Data listing
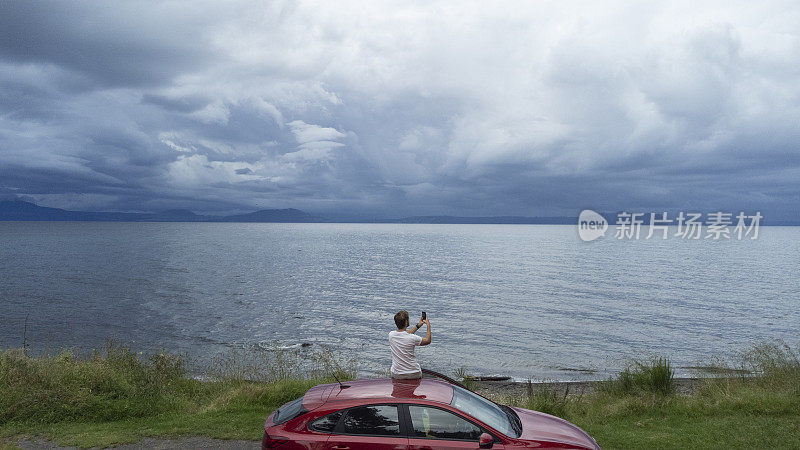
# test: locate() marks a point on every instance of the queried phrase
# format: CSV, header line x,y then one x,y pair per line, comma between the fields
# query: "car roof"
x,y
380,389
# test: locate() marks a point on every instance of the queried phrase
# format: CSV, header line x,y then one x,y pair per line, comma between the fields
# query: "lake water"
x,y
530,301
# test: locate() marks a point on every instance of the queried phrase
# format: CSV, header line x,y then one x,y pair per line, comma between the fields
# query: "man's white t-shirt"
x,y
402,345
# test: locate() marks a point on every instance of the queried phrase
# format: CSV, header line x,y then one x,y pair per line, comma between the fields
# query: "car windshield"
x,y
483,410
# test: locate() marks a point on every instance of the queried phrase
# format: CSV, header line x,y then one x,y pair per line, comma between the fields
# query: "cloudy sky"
x,y
402,108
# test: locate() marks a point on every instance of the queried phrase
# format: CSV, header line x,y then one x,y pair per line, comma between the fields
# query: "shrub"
x,y
654,375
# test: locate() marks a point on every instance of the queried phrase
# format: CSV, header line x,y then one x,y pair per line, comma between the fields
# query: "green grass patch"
x,y
118,396
639,408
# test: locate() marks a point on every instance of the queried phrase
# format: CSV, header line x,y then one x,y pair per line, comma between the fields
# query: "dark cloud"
x,y
534,109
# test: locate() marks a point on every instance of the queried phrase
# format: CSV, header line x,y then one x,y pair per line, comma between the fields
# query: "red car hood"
x,y
538,426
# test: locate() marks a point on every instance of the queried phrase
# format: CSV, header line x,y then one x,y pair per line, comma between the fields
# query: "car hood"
x,y
539,426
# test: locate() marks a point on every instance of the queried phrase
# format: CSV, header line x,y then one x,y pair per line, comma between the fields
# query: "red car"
x,y
417,414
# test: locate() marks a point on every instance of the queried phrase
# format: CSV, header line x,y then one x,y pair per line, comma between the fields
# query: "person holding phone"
x,y
402,342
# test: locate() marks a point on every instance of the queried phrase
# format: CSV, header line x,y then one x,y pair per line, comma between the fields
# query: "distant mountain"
x,y
21,210
18,210
26,211
487,220
272,215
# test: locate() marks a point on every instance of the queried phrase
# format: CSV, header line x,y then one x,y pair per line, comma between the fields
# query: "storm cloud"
x,y
392,108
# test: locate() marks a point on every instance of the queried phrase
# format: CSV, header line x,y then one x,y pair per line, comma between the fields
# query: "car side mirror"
x,y
485,441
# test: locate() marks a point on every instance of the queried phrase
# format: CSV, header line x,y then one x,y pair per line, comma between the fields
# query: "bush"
x,y
110,386
654,375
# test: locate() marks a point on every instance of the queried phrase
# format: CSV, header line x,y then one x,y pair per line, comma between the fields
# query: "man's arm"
x,y
416,327
427,339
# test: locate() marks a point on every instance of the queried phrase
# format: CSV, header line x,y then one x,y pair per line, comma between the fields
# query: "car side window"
x,y
327,423
428,422
376,420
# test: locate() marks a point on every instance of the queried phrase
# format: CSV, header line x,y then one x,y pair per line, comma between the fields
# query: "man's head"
x,y
401,319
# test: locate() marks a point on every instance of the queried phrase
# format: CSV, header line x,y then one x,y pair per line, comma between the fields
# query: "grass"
x,y
118,396
639,408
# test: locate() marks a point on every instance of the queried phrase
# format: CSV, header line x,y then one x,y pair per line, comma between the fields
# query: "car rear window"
x,y
289,411
326,424
375,420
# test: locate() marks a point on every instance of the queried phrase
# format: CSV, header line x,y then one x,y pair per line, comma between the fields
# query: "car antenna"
x,y
341,386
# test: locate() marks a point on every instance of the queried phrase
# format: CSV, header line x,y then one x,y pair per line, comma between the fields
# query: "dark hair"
x,y
401,319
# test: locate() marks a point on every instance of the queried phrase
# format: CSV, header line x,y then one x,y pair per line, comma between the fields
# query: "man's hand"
x,y
427,339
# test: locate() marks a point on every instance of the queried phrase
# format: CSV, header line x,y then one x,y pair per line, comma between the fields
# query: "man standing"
x,y
402,342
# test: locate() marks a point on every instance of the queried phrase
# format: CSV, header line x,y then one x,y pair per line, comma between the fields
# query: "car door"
x,y
430,428
369,427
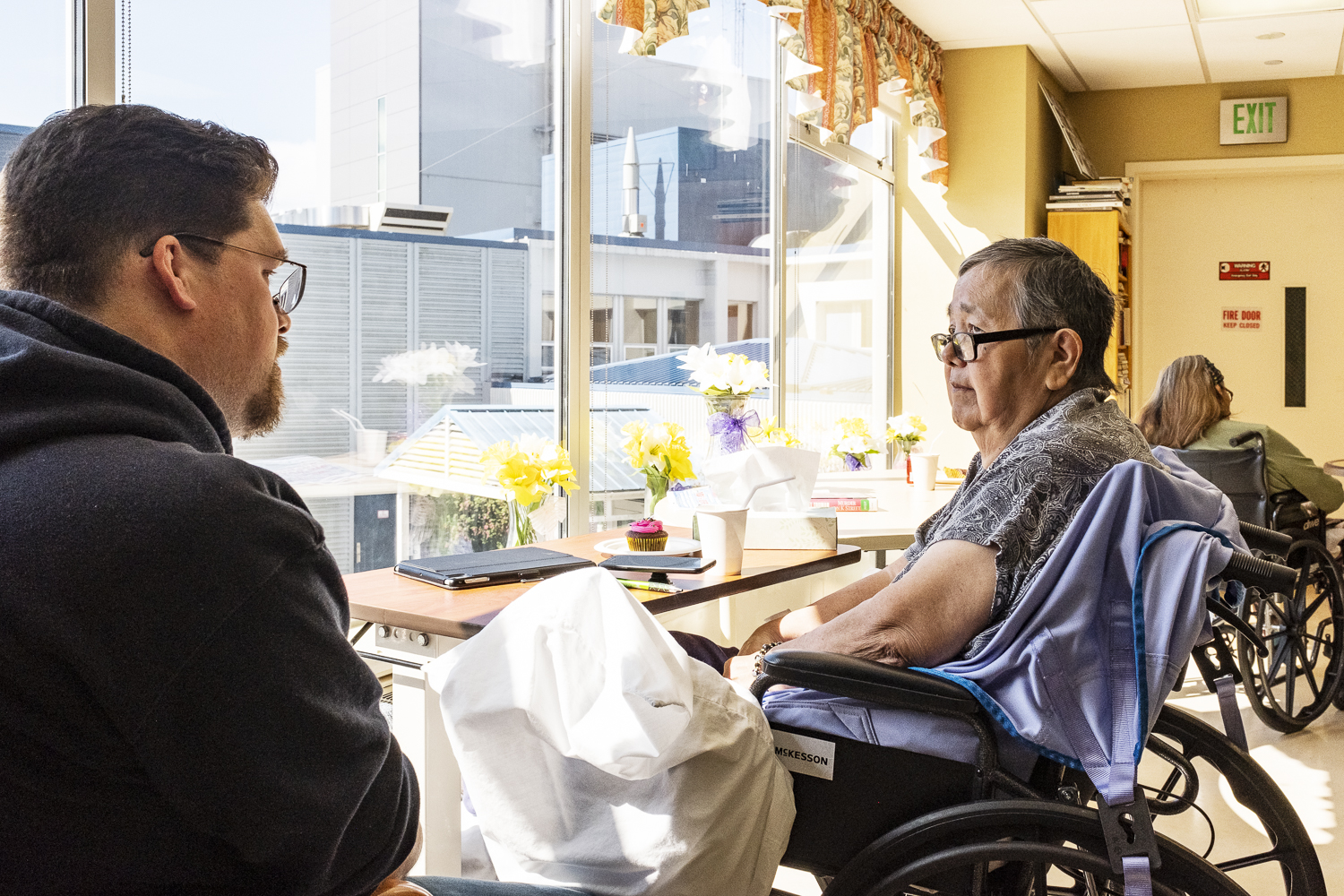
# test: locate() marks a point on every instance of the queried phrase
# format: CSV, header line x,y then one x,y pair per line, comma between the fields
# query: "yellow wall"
x,y
1161,124
1003,153
1003,145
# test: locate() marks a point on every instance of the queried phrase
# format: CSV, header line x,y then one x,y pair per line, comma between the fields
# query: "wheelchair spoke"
x,y
1290,684
1306,673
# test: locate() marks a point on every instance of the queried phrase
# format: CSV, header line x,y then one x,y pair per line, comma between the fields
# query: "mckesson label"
x,y
806,755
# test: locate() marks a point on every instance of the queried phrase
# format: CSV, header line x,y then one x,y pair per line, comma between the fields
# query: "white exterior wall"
x,y
375,53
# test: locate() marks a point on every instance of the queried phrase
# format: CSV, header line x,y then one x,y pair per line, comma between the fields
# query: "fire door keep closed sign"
x,y
1241,319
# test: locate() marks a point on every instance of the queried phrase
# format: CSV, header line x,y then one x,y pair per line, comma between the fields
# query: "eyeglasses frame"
x,y
943,340
301,271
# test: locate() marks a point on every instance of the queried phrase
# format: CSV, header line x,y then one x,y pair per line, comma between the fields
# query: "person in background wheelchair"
x,y
1191,409
1005,590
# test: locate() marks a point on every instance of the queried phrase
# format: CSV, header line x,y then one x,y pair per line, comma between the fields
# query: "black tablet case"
x,y
516,564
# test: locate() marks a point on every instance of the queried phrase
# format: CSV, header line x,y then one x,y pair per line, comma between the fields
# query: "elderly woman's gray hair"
x,y
1051,287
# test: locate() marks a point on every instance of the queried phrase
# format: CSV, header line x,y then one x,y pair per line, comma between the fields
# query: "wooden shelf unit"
x,y
1102,239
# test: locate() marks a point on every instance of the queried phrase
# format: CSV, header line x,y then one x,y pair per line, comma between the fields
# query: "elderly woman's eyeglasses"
x,y
290,282
967,346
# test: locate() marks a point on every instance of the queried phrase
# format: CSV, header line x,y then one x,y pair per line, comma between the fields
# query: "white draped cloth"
x,y
597,755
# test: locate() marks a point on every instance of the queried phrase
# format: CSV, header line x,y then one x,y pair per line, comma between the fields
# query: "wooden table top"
x,y
383,597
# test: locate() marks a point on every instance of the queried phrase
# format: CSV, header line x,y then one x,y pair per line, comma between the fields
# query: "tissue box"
x,y
811,530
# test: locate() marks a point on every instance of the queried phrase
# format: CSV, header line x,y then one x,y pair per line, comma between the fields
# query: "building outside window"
x,y
413,349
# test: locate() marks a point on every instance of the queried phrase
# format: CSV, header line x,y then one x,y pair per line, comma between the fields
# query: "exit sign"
x,y
1253,121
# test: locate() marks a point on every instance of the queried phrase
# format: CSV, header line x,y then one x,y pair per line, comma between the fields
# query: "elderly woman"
x,y
1191,408
1023,365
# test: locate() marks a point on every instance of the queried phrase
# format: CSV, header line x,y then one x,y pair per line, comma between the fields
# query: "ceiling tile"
x,y
1134,56
1309,46
1102,15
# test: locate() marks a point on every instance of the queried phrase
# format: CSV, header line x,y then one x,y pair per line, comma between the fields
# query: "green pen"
x,y
650,586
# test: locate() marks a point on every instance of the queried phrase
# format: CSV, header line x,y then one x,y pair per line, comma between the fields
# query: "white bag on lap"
x,y
599,756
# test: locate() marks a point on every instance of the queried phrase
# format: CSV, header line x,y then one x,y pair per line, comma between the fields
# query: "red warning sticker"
x,y
1242,271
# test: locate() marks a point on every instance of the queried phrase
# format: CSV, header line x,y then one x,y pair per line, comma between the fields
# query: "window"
x,y
414,351
688,249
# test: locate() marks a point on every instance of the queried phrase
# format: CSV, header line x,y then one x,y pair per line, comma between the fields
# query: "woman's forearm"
x,y
798,622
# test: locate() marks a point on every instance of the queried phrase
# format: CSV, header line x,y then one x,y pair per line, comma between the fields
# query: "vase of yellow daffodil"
x,y
906,432
660,452
726,382
529,471
852,444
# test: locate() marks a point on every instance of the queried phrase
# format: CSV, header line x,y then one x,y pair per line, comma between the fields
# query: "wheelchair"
x,y
945,826
1298,677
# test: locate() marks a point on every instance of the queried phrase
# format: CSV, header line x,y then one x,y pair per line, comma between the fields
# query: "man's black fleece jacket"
x,y
179,708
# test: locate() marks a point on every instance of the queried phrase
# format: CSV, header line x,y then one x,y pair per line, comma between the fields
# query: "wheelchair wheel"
x,y
1012,848
1298,678
1190,737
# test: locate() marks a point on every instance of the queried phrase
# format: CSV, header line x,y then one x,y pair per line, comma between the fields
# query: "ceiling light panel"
x,y
1309,47
1134,58
1104,15
1249,8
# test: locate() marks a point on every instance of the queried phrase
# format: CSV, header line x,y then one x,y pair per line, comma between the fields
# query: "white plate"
x,y
676,548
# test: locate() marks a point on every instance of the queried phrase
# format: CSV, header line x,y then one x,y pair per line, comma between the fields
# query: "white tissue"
x,y
733,476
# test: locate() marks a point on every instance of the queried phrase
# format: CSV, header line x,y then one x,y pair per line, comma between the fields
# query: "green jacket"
x,y
1285,466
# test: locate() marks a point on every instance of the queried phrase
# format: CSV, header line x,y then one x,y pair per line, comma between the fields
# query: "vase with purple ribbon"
x,y
728,424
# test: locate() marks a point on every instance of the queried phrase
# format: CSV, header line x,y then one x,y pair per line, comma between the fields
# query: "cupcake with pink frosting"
x,y
647,535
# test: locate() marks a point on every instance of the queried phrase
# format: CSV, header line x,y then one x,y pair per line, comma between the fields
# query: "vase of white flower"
x,y
726,382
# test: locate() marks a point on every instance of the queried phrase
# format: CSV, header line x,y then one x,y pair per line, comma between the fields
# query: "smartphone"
x,y
634,563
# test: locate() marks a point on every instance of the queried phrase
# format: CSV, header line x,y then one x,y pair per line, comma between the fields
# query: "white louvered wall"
x,y
383,330
316,367
368,298
507,312
451,282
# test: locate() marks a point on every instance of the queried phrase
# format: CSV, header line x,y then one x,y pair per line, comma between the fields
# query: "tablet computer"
x,y
489,567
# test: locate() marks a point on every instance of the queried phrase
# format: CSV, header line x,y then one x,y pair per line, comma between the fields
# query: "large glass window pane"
x,y
838,298
438,344
688,247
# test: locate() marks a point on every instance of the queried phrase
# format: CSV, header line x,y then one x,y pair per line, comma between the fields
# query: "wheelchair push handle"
x,y
1261,573
1266,540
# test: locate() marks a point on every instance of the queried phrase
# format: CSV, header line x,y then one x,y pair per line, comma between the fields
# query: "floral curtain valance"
x,y
656,21
855,46
859,46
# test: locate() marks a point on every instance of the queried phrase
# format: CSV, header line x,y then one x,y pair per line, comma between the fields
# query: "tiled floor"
x,y
1305,764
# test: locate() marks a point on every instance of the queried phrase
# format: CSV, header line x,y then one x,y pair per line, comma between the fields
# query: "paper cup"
x,y
924,470
722,533
370,445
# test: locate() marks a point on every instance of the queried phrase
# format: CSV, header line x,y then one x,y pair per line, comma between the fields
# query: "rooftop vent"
x,y
398,218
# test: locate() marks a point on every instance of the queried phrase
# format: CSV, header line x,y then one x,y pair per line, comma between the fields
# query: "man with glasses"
x,y
180,711
1023,360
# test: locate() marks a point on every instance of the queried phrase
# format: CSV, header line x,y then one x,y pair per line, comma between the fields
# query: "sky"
x,y
249,65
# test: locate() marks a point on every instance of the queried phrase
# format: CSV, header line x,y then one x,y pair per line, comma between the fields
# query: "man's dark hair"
x,y
91,183
1051,287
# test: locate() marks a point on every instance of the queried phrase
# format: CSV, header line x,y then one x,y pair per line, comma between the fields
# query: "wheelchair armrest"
x,y
865,680
1266,540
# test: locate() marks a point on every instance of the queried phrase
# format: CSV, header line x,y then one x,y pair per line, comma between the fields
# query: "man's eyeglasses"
x,y
967,346
290,285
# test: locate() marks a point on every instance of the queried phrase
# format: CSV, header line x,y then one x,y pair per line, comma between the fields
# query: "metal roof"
x,y
445,452
814,366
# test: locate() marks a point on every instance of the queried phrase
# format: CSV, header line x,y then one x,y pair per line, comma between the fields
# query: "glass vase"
x,y
656,489
728,424
905,454
521,530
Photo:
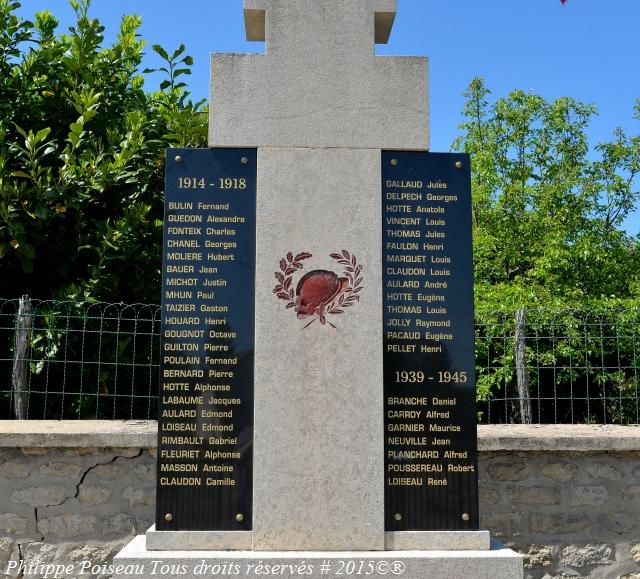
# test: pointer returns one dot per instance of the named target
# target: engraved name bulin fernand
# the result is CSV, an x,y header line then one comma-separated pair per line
x,y
319,293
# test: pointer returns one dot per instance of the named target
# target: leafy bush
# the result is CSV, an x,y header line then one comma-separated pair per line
x,y
82,149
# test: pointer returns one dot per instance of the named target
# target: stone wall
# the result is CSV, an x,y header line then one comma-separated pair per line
x,y
567,497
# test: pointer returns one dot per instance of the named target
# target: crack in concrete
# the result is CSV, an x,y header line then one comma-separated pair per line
x,y
79,484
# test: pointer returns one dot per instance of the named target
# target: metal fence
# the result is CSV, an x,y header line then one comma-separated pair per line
x,y
62,360
96,360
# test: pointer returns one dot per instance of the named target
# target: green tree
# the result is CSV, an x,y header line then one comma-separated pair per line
x,y
547,216
82,157
547,209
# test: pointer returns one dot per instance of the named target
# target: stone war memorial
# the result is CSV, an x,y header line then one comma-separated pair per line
x,y
317,412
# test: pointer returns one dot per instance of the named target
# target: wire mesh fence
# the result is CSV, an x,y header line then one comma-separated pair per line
x,y
62,360
90,360
559,366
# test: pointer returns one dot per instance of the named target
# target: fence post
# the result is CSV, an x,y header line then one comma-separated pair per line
x,y
522,376
19,375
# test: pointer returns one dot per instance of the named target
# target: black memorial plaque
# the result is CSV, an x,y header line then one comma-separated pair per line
x,y
429,384
205,421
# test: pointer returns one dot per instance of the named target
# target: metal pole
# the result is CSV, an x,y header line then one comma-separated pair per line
x,y
522,376
20,374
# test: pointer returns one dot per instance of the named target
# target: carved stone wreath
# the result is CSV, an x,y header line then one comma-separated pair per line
x,y
319,293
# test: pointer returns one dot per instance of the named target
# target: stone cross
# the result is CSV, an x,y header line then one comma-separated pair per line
x,y
319,106
319,82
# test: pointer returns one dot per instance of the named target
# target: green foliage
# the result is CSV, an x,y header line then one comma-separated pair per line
x,y
82,150
547,216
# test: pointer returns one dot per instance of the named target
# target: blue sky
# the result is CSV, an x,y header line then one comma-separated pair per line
x,y
587,49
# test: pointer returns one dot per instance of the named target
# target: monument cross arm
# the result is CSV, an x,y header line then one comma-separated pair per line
x,y
319,83
384,13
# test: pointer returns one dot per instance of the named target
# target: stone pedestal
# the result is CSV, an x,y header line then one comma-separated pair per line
x,y
136,562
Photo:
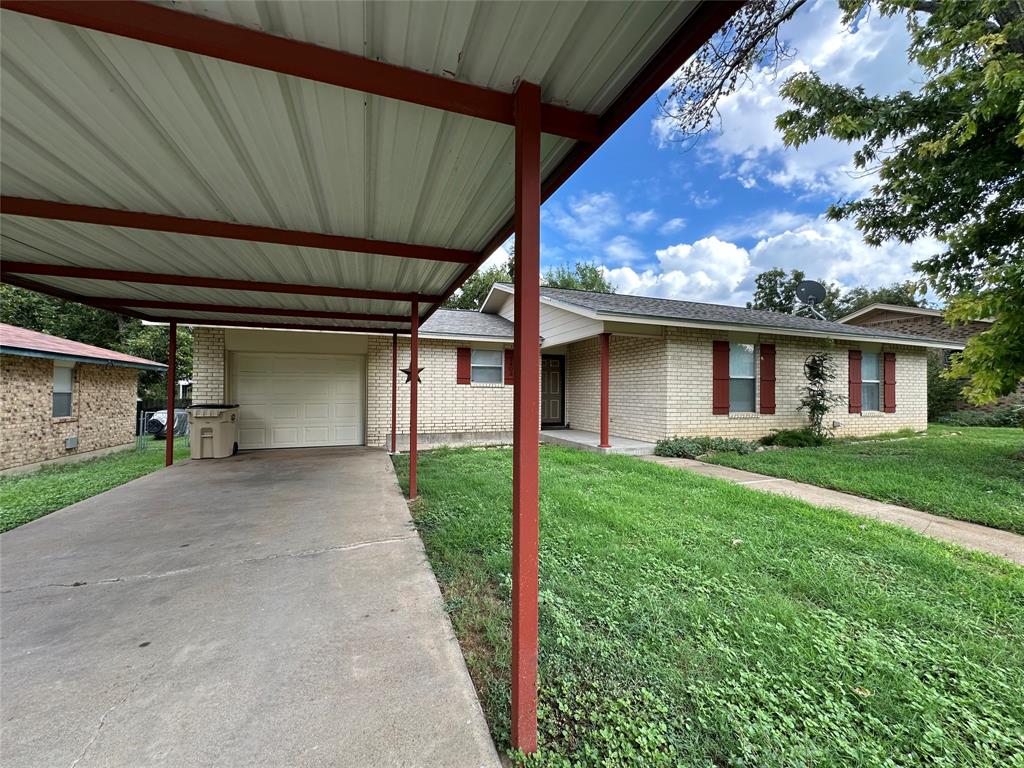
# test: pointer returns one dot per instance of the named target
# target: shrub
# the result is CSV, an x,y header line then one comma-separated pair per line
x,y
1000,416
691,448
942,392
795,438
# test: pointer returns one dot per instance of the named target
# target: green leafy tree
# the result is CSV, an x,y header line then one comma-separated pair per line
x,y
908,293
475,290
948,158
583,276
774,291
100,328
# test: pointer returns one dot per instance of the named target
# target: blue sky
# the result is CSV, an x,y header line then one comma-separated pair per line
x,y
700,223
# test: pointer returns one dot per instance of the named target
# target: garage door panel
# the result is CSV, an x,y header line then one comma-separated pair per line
x,y
289,400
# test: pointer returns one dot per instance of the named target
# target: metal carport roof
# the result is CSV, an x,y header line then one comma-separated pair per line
x,y
301,164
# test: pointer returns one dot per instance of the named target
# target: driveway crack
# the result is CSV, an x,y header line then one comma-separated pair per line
x,y
227,563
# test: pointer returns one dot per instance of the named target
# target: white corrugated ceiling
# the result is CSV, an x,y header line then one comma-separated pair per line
x,y
96,119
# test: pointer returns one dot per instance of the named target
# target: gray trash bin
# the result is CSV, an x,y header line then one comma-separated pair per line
x,y
214,430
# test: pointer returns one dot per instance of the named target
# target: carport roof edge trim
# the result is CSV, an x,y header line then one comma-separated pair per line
x,y
218,39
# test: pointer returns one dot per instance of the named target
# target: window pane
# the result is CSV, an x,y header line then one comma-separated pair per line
x,y
62,377
741,360
487,357
869,367
740,395
869,396
61,404
486,375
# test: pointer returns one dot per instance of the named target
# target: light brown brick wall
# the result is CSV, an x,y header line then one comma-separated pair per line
x,y
208,365
102,411
690,394
638,376
444,406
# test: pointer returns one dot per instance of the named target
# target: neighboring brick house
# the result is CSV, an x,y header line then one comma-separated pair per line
x,y
675,368
62,400
915,321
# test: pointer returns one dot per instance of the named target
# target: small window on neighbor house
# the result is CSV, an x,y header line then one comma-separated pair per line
x,y
741,378
870,377
486,367
64,383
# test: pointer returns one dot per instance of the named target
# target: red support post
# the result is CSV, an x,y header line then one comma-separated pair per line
x,y
605,344
394,392
172,350
414,380
526,409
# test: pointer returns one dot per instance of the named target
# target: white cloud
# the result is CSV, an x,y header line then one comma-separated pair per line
x,y
672,225
715,269
873,55
587,217
707,270
623,250
641,219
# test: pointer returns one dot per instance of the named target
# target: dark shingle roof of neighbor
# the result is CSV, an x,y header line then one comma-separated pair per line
x,y
643,306
466,323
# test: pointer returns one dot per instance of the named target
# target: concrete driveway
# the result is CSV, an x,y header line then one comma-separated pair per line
x,y
270,609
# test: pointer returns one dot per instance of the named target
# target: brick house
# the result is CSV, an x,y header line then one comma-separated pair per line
x,y
674,368
930,323
62,400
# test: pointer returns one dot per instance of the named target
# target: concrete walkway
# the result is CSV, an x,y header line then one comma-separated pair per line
x,y
271,609
969,535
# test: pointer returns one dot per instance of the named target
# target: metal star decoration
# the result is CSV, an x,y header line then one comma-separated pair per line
x,y
409,374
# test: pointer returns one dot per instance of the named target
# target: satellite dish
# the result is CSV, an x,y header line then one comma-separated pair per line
x,y
810,293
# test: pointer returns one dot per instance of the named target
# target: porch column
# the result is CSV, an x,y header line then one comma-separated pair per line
x,y
605,344
172,350
414,380
394,391
525,418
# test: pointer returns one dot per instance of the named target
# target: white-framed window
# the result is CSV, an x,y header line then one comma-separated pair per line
x,y
870,381
741,378
486,367
64,387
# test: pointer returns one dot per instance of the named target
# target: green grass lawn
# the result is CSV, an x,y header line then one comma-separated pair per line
x,y
967,473
24,498
687,621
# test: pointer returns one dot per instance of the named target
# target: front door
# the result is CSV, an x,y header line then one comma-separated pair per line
x,y
552,390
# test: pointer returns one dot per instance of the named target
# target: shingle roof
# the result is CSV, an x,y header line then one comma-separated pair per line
x,y
643,306
14,340
467,323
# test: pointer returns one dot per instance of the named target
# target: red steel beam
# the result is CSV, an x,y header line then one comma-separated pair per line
x,y
525,417
414,383
394,393
172,351
605,344
693,32
236,309
208,37
190,281
48,209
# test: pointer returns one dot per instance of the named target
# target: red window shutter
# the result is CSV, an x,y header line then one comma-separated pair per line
x,y
854,381
889,382
463,375
767,378
720,378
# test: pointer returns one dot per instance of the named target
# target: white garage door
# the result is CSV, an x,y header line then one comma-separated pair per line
x,y
292,400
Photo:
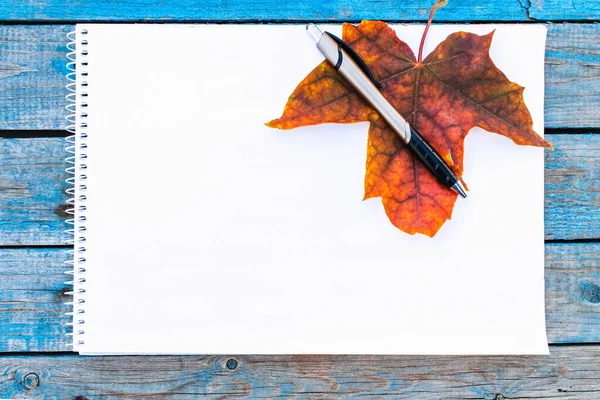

What the task asks:
List each line in the data listing above that contains the word "post".

Solution to this task:
# target: fence post
# target: red support post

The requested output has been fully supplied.